* CHALLENGE *
Quote all the items below word for word, leaving the pictures out of your answer.

------ THE DATA ------

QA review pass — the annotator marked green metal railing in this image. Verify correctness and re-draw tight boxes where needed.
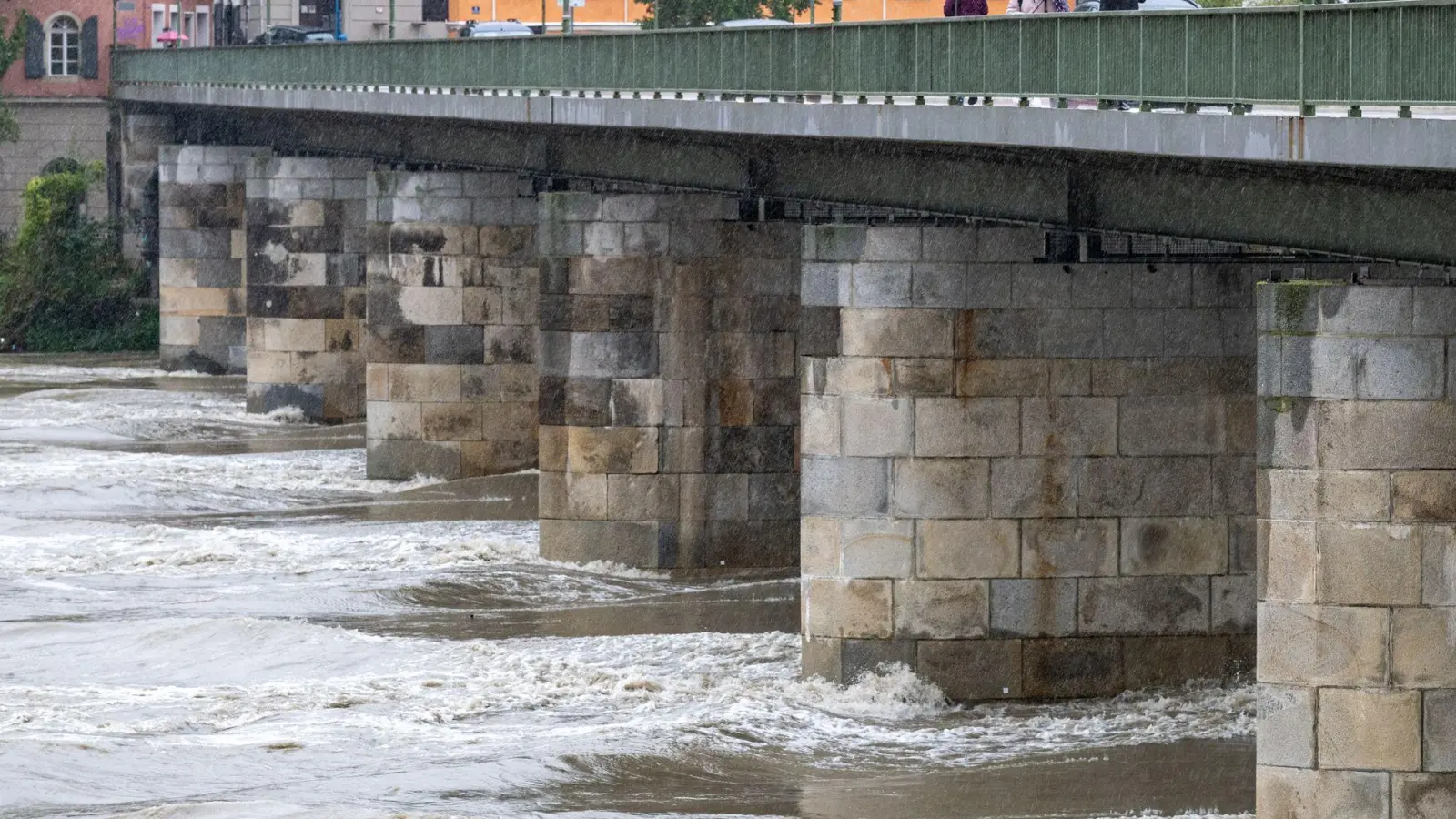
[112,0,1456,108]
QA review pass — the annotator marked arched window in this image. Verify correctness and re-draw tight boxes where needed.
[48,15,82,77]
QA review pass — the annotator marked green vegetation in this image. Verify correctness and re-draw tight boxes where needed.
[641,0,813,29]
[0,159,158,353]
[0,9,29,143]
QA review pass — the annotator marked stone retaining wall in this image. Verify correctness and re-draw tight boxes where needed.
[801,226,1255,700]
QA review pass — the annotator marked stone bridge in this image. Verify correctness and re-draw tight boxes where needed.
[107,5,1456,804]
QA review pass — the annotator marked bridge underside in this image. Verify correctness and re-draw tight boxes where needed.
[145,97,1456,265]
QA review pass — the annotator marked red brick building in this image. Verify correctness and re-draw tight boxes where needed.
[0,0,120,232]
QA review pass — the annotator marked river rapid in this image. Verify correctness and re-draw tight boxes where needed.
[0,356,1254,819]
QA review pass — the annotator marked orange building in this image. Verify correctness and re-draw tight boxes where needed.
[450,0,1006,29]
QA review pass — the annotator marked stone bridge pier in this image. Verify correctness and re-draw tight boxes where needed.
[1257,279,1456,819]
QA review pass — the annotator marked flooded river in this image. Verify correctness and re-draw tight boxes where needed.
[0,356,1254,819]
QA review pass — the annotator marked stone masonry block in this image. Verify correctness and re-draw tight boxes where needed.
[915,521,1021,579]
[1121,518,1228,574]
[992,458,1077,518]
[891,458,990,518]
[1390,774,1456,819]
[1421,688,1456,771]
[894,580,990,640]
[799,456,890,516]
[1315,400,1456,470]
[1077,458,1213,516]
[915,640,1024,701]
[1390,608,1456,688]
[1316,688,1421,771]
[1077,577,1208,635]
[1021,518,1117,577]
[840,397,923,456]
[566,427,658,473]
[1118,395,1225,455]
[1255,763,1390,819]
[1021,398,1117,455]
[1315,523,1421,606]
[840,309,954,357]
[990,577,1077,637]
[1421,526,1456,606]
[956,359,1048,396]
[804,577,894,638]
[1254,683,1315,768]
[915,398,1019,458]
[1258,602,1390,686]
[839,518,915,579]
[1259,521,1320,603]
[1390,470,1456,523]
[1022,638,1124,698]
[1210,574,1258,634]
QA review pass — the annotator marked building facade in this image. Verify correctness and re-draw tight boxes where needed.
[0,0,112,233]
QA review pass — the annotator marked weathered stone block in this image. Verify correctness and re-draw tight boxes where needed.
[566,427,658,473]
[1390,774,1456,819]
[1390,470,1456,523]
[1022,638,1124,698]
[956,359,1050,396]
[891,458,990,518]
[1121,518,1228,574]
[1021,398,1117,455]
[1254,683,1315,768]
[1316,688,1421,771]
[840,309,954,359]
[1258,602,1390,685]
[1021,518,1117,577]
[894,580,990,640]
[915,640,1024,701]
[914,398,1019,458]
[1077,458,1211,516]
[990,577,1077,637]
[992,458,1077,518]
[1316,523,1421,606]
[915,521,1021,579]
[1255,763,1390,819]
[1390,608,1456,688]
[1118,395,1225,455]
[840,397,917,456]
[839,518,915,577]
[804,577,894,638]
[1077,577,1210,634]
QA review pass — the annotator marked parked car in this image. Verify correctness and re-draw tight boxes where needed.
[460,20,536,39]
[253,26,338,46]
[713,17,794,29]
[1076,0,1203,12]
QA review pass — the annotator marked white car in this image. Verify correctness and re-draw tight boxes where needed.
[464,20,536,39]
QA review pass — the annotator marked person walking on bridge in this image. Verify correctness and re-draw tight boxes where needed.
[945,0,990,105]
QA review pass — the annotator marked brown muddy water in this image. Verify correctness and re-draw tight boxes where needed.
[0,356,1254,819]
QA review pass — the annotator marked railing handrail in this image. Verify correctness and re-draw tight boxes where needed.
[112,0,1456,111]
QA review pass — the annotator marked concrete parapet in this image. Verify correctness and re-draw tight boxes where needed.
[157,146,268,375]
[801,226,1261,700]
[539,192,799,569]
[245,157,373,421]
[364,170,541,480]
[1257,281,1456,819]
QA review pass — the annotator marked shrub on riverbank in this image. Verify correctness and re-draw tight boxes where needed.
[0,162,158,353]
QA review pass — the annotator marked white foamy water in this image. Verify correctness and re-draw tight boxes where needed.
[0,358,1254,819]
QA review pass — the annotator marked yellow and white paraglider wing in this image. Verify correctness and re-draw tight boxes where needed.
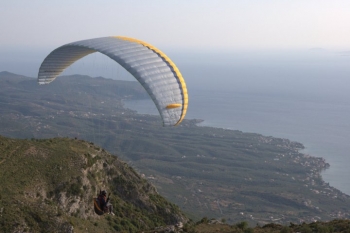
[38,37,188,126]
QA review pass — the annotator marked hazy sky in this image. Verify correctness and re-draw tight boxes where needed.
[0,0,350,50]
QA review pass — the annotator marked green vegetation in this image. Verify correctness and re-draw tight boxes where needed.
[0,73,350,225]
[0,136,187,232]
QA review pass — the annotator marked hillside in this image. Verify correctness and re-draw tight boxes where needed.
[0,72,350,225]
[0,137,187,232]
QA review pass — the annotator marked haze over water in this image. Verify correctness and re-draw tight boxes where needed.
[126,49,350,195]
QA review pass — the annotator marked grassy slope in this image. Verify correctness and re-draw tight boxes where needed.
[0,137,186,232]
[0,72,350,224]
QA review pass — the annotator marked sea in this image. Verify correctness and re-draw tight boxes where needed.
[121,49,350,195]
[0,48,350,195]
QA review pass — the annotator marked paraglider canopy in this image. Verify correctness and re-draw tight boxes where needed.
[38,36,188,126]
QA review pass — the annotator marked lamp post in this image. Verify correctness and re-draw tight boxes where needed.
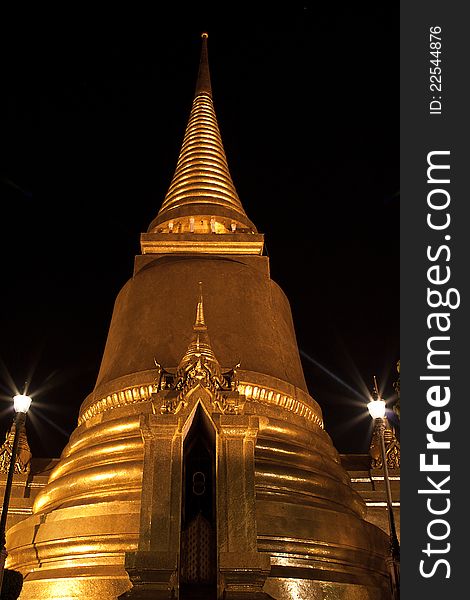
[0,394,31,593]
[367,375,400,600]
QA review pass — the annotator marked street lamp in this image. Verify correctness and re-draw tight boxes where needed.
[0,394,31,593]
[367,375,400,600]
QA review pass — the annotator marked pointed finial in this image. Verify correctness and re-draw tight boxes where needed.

------

* THE ANSWER *
QA review pass — the annotator marked green metal railing in this image. Verify correctness and re-draw tight boxes where needed.
[112,0,1456,108]
QA review pass — the annotator marked arched window in this image. Verify correctness and re-draw tight boxes where needed.
[48,15,82,77]
QA review pass — the annotator marked green vegetation in this image. Verify correctness and re-draw tight boxes where needed.
[641,0,813,29]
[0,159,158,353]
[0,9,29,143]
QA review pass — the annotator marked stone retaining wall in this image. Verify correctness and re-draw tight boxes where needed.
[801,226,1255,700]
QA review pass — the annotator marked stone bridge in this image. Verify correctness and re-draw tight boxes where needed.
[107,5,1456,804]
QA review pass — the annotator marked bridge underside in this image. Verify correctness and re-draw tight boxes where needed.
[145,97,1456,265]
QA review pass — the annotator marked red brick building in this image. Verify correctness and re-draw tight boxes where needed.
[0,0,120,232]
QA review pass — the annotator marked river rapid in this image. Verify correctness and re-draw tight boxes where needed.
[0,356,1254,819]
QA review pass — the annotator marked orange building in this image. Verify correctness and re-draw tight boxes where needed.
[450,0,1006,29]
QA review pass — the annotator marked stone bridge pier in this image. Verify correctness and re-draw tight boxes where needed.
[1257,279,1456,819]
QA review pass — the annotator marked flooded river in this image. Verify correctness and re-draw tight boxes where needed.
[0,356,1254,819]
QA review pass — the annotator marked stone masonry block in this image. Verify correctness and re-draw tight boxes where needed.
[915,521,1021,579]
[1121,518,1228,574]
[992,458,1077,518]
[891,458,990,518]
[1390,774,1456,819]
[1421,688,1456,771]
[894,580,990,640]
[799,456,890,516]
[1315,400,1456,470]
[1077,458,1213,516]
[915,640,1024,701]
[1390,608,1456,688]
[1316,688,1421,771]
[1077,577,1208,635]
[1021,518,1117,577]
[840,397,923,456]
[566,427,658,473]
[1118,395,1225,455]
[1255,763,1390,819]
[1021,398,1117,455]
[1315,523,1421,606]
[840,309,954,357]
[990,577,1077,637]
[1421,526,1456,606]
[956,359,1048,396]
[804,577,894,638]
[1254,683,1315,768]
[915,398,1019,458]
[1258,602,1390,686]
[839,518,915,579]
[1259,521,1320,603]
[1390,470,1456,523]
[1022,638,1124,698]
[1210,574,1258,634]
QA review pass — the annotator marked building facade in this image. Verify correctness and re-draw tight boxes where needed.
[0,0,112,233]
QA review pass — the annotator marked weathered stone block in this image. Verify correctness and re-draw tight boxes where needed.
[566,427,658,473]
[1390,774,1456,819]
[1390,470,1456,523]
[1022,638,1124,698]
[956,359,1050,396]
[891,458,990,518]
[1121,518,1228,574]
[1021,398,1117,455]
[1254,683,1315,768]
[1316,688,1421,771]
[840,309,954,359]
[1258,602,1390,685]
[1021,518,1117,577]
[894,580,990,640]
[915,640,1024,701]
[914,398,1019,458]
[1077,458,1211,516]
[990,577,1077,637]
[992,458,1077,518]
[1316,523,1421,606]
[915,521,1021,579]
[1255,763,1390,819]
[1390,608,1456,688]
[1118,395,1225,455]
[840,397,917,456]
[839,518,915,577]
[804,577,894,638]
[1077,577,1210,634]
QA review pass — the annotator marked parked car in this image. Verify correctness and re-draw tight boxes where needed.
[460,20,536,39]
[253,26,338,46]
[713,17,794,29]
[1076,0,1203,12]
QA review pass — the annotator marked white car in this image. Verify correctness and re-draw tight boxes where needed.
[464,20,536,39]
QA review pass — the annotator marked person walking on bridge in this image. Verify correctness and re-draw tight boxes where needed.
[945,0,990,105]
QA review pass — the annotator marked brown muddy water in this image. Verify correctness and re-draw tight boxes where needed.
[0,356,1254,819]
QA review pass — the annotator marked railing handrail in this image. Verify correctness and re-draw tight boxes where needed.
[112,0,1456,111]
QA review pass — the annotator marked concrete parapet in this image. Verify correctness and re-draw tight boxes where needed.
[157,146,268,375]
[801,226,1261,700]
[539,192,799,569]
[245,157,373,421]
[364,170,541,480]
[1257,281,1456,819]
QA review pass — the annotator marked shrub on riverbank in this image. Verify correctness and re-draw tight boxes where needed.
[0,162,158,353]
QA review pass — the annotator marked white foamy water in this image. Verify correctness and re-draw tight boxes where needed.
[0,358,1254,819]
QA review pass — the annotator marked yellow and white paraglider wing in this image. Verify correctness and re-draw tight boxes where needed.
[38,37,188,126]
QA review pass — the annotator marked hazy sky in this image. Verify correctness and re-draw tight boxes where needed.
[0,0,350,50]
QA review pass — the annotator marked green vegetation in this image. Verify correctness and re-draw tight boxes where needed.
[0,73,350,225]
[0,136,187,232]
QA review pass — the annotator marked hillside in this image. Verify correctness and re-draw tight boxes where needed.
[0,72,350,225]
[0,137,187,232]
QA review pass — the annotator marked haze over water in this image. Verify correctness and re-draw tight boxes where needed.
[126,49,350,195]
QA review pass — the annotator marked grassy slope in this image. Verify correctness and re-draw tight boxes where needed.
[0,137,186,232]
[0,72,350,224]
QA review pass — the annotator marked sea in this image. Verify correctness and re-draw tight boxes where needed.
[121,49,350,195]
[0,48,350,195]
QA review pass — the annotator marked paraglider canopy in this image. Verify correctness and re-draw tight boxes where needed.
[38,36,188,126]
QA review pass — the annotator marked lamp post in this image. Verify correctness and re-draw tight boxes where needed.
[0,394,31,593]
[367,375,400,600]
QA review pass — the annotator marked street lamp in this image. Verify correctness and re-draw tight boxes where needed.
[0,394,31,593]
[367,375,400,600]
QA review pass — the annotator marked pointed finial in this image. Verify correctness and re-draw tight boxes where needed.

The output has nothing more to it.